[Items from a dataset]
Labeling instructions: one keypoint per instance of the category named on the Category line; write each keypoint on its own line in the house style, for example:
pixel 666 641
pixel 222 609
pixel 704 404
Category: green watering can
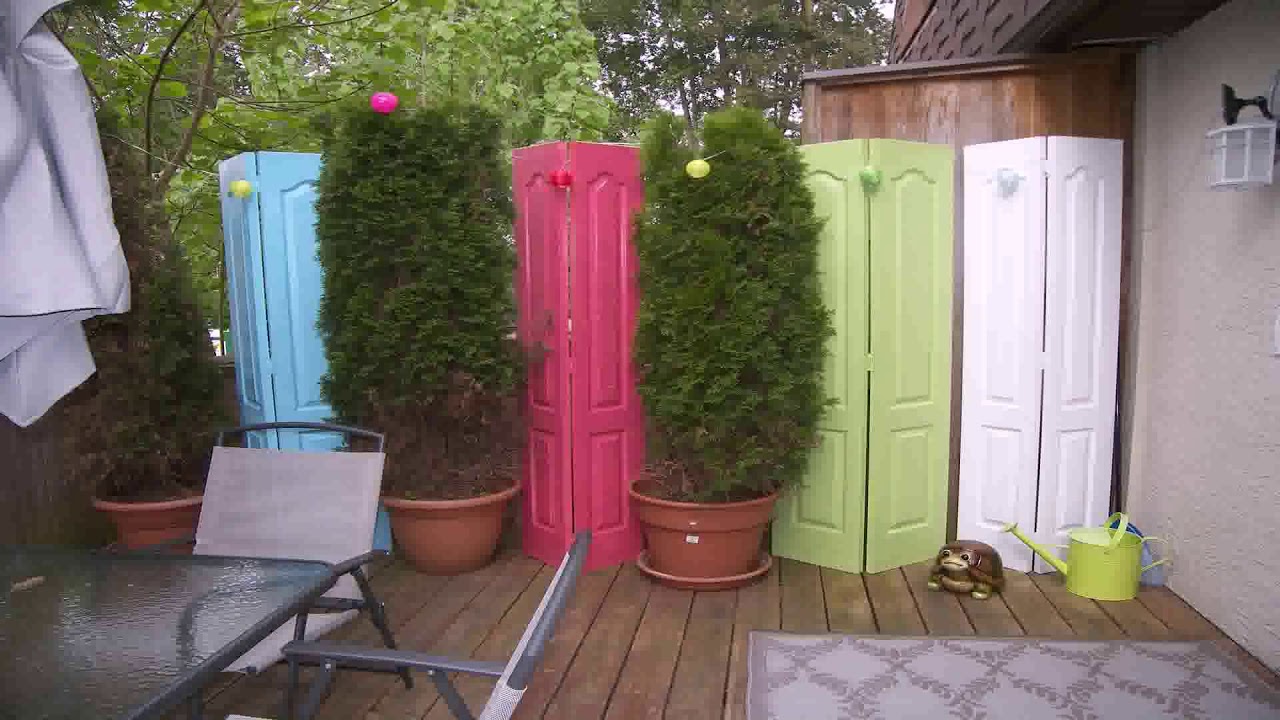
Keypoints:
pixel 1101 563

PROBLEM TO SOLVE:
Return every line holding the word "Category" from the records.

ANSWER TO THIS TASK:
Labeling instructions: one keypoint per instance of the category named on the Category line; write each keypoint on its own line in the house style, for example:
Category: green watering can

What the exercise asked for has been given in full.